Task to carry out
Please copy everything from the line containing "Pin the washer control" down to the end of the records, both ends included and requests kept, scaling each coordinate in the answers by 0.35 and rounding to whole numbers with halves going up. Give only these lines, and leave the pictures out.

(Excerpts of location labeling data)
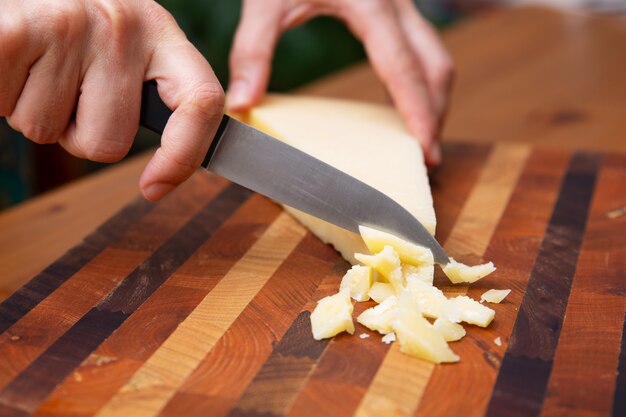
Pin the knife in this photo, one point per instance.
(257, 161)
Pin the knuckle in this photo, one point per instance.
(208, 99)
(105, 151)
(13, 36)
(371, 7)
(66, 20)
(39, 133)
(118, 20)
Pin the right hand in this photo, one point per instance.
(71, 71)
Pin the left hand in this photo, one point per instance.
(403, 47)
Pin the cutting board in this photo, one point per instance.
(200, 305)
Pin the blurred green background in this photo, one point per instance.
(319, 47)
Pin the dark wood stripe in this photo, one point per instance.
(228, 369)
(521, 384)
(519, 232)
(340, 379)
(36, 382)
(47, 281)
(619, 398)
(160, 315)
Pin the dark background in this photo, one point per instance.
(319, 47)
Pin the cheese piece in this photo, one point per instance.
(417, 337)
(409, 253)
(332, 315)
(387, 264)
(364, 140)
(380, 291)
(451, 331)
(432, 302)
(494, 296)
(379, 318)
(458, 272)
(389, 338)
(358, 281)
(425, 273)
(473, 312)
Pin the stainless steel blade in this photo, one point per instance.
(281, 172)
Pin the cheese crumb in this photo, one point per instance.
(494, 296)
(389, 338)
(458, 272)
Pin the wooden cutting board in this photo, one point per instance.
(199, 305)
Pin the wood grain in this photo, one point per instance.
(513, 249)
(95, 279)
(594, 312)
(147, 392)
(527, 363)
(388, 394)
(340, 379)
(111, 365)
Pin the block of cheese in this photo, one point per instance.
(366, 141)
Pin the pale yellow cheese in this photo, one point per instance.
(473, 312)
(366, 141)
(451, 331)
(387, 264)
(494, 296)
(380, 291)
(358, 281)
(332, 315)
(432, 302)
(379, 318)
(458, 272)
(424, 273)
(409, 253)
(417, 337)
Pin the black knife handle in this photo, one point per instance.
(155, 114)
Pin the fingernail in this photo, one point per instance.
(434, 154)
(238, 97)
(157, 191)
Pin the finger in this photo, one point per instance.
(47, 100)
(376, 24)
(17, 54)
(187, 85)
(430, 50)
(107, 114)
(252, 52)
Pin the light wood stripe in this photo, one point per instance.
(147, 392)
(389, 394)
(589, 345)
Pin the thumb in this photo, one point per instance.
(252, 52)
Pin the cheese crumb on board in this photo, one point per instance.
(380, 291)
(358, 281)
(389, 338)
(380, 317)
(416, 335)
(494, 296)
(450, 331)
(458, 272)
(473, 312)
(332, 315)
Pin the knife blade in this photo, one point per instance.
(268, 166)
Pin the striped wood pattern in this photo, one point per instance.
(200, 305)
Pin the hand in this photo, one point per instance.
(403, 47)
(71, 72)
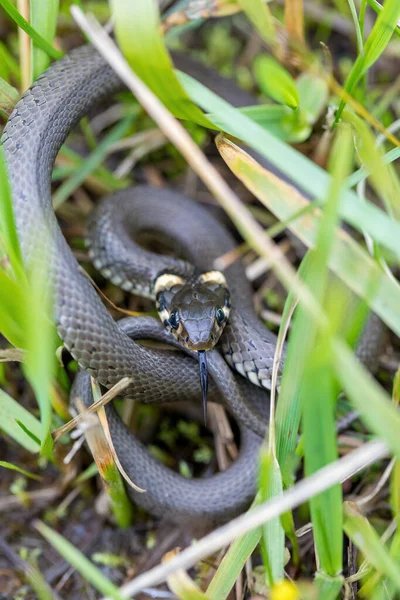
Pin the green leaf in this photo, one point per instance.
(376, 43)
(12, 309)
(78, 560)
(260, 16)
(9, 96)
(275, 81)
(10, 413)
(273, 537)
(12, 467)
(43, 18)
(313, 96)
(367, 540)
(147, 55)
(280, 121)
(8, 230)
(383, 177)
(303, 172)
(91, 162)
(23, 24)
(347, 260)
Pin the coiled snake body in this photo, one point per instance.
(32, 137)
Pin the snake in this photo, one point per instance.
(240, 365)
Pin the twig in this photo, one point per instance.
(176, 133)
(108, 396)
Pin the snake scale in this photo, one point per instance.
(108, 351)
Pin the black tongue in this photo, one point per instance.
(203, 380)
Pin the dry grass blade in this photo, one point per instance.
(334, 473)
(103, 420)
(242, 218)
(108, 396)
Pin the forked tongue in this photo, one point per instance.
(203, 380)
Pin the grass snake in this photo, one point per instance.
(107, 350)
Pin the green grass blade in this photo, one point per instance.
(280, 121)
(359, 36)
(41, 344)
(9, 67)
(12, 307)
(233, 562)
(382, 177)
(275, 81)
(377, 7)
(260, 16)
(149, 58)
(307, 175)
(318, 388)
(313, 96)
(9, 96)
(273, 537)
(78, 560)
(10, 413)
(91, 162)
(367, 540)
(376, 43)
(44, 21)
(25, 26)
(7, 465)
(348, 260)
(7, 223)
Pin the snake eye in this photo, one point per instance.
(174, 319)
(219, 315)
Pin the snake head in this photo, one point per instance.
(195, 312)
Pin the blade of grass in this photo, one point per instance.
(273, 537)
(7, 223)
(382, 177)
(10, 413)
(181, 584)
(319, 390)
(149, 58)
(44, 21)
(233, 562)
(339, 471)
(347, 260)
(12, 306)
(9, 96)
(40, 343)
(78, 560)
(260, 16)
(275, 81)
(39, 41)
(91, 162)
(303, 172)
(375, 45)
(367, 540)
(7, 465)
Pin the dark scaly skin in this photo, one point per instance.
(36, 130)
(247, 345)
(32, 137)
(197, 503)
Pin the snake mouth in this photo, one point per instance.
(199, 346)
(203, 380)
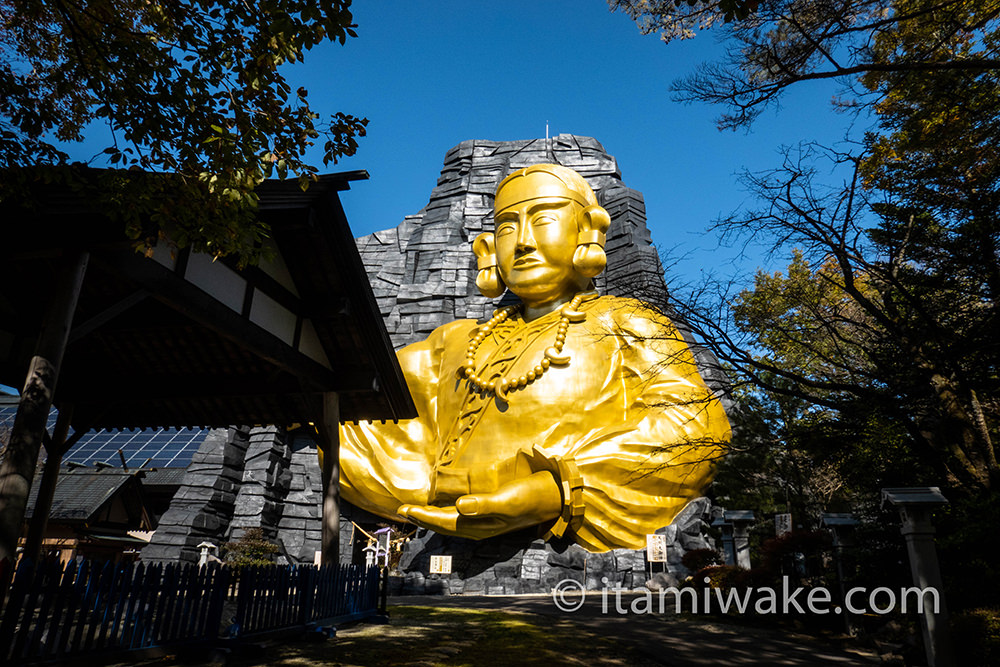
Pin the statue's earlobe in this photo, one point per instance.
(488, 279)
(589, 258)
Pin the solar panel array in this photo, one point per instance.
(157, 448)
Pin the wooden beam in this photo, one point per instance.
(54, 449)
(21, 453)
(194, 303)
(329, 442)
(107, 315)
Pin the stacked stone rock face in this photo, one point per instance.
(423, 271)
(203, 507)
(423, 274)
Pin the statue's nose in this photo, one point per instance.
(525, 239)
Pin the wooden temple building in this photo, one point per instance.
(177, 339)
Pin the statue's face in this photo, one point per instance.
(536, 232)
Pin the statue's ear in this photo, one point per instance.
(488, 279)
(592, 225)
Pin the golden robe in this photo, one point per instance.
(629, 419)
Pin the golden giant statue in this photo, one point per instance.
(581, 414)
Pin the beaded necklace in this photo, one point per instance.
(500, 387)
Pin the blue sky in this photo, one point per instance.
(429, 75)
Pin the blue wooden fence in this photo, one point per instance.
(52, 612)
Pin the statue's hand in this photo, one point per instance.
(524, 502)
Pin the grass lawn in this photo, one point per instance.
(452, 637)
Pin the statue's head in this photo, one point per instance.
(549, 238)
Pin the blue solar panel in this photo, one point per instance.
(170, 447)
(160, 447)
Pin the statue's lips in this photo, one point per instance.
(527, 262)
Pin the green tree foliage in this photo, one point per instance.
(253, 548)
(192, 88)
(887, 351)
(884, 324)
(779, 43)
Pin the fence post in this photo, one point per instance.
(383, 605)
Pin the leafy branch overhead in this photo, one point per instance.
(775, 44)
(193, 88)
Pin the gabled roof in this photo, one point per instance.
(80, 494)
(180, 340)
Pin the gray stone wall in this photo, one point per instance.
(203, 507)
(515, 563)
(239, 479)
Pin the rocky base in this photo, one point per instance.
(504, 566)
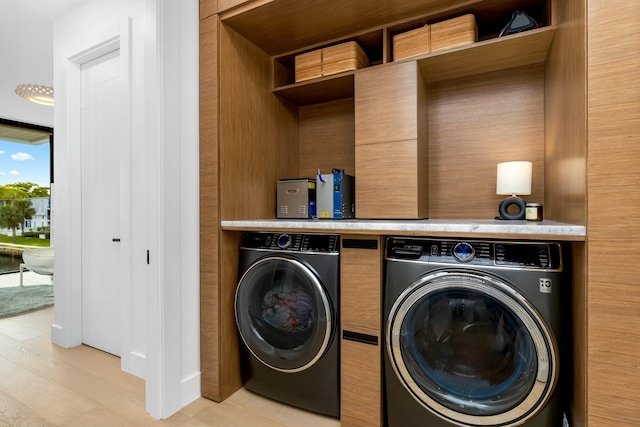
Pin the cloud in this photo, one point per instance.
(22, 157)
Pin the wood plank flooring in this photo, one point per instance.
(42, 384)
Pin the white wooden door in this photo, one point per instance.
(104, 137)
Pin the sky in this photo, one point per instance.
(24, 163)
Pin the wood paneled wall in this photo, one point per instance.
(614, 200)
(208, 8)
(327, 137)
(209, 207)
(476, 123)
(565, 171)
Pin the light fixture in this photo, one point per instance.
(513, 179)
(36, 93)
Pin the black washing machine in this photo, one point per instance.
(286, 309)
(473, 332)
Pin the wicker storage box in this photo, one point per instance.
(330, 60)
(308, 65)
(454, 32)
(412, 43)
(343, 57)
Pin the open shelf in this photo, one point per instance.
(495, 54)
(502, 53)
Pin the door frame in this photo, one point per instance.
(118, 38)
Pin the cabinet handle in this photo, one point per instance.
(360, 243)
(358, 337)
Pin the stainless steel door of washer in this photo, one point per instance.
(283, 313)
(472, 349)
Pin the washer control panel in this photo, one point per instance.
(543, 255)
(291, 242)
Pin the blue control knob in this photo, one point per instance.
(284, 241)
(463, 252)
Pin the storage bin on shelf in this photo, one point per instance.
(330, 60)
(447, 34)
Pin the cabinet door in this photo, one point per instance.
(391, 154)
(361, 384)
(361, 308)
(361, 282)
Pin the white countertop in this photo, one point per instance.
(471, 227)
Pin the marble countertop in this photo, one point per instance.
(428, 227)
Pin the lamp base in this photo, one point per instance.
(507, 203)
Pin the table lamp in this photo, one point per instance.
(513, 179)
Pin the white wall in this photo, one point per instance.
(162, 308)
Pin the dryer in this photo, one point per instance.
(286, 310)
(473, 332)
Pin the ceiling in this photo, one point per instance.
(26, 49)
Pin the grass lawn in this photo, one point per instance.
(19, 240)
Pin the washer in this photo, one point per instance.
(286, 309)
(472, 333)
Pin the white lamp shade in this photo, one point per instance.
(514, 178)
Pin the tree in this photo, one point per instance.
(24, 209)
(22, 190)
(11, 218)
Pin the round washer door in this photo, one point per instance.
(471, 349)
(283, 313)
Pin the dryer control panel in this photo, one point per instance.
(544, 255)
(291, 242)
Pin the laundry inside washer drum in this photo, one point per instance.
(468, 352)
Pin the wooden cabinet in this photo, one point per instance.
(361, 331)
(422, 136)
(391, 151)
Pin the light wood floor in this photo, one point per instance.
(42, 384)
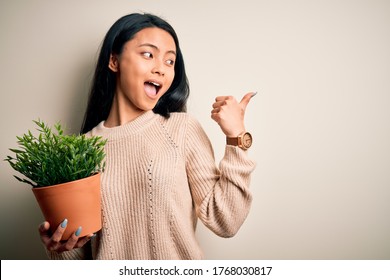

Exercise solution
Pin the washer control panel in this photo, one point per instance.
(190, 89)
(102, 85)
Pin the blue control knob in this photo, one point per instance.
(99, 84)
(162, 88)
Pin the storage bin on shelf in this photo, one point per instance.
(116, 21)
(156, 12)
Pin the cabinet door in this photo, one point per instance.
(137, 54)
(126, 134)
(126, 108)
(126, 99)
Pin the white countertop in this photo, one point per instance.
(165, 79)
Pin the marble countertop in this photo, one point per instance.
(150, 79)
Pin the lamp base in this photo, one point per instance.
(177, 71)
Pin the table lamp in this photo, one point per instance.
(180, 63)
Pin the white wall in this photo, one point per instance.
(57, 108)
Pin the dryer in this photo, one point per instance.
(100, 109)
(166, 116)
Pin the ceiling in this photo, one point per instance.
(9, 17)
Pin the grass lawn in this photo, one point per instance.
(7, 84)
Pin the washer in this photo, one point per instance.
(100, 108)
(165, 117)
Pin the white lamp shade in this photo, one point per instance.
(180, 62)
Pin the tree in this photo, one point per instance.
(8, 73)
(8, 67)
(4, 76)
Pin the round washer door in this photo, one point per instance.
(165, 122)
(99, 110)
Pin the dryer control panel in this photo, one point per instance.
(190, 89)
(102, 85)
Pin the laundry inside washer drum in this photo, one point per instance.
(164, 123)
Pin the wooden cabinet in this photo, one point per instance.
(126, 116)
(148, 48)
(137, 53)
Pin the light wood floor in this photo, one point per instance.
(15, 134)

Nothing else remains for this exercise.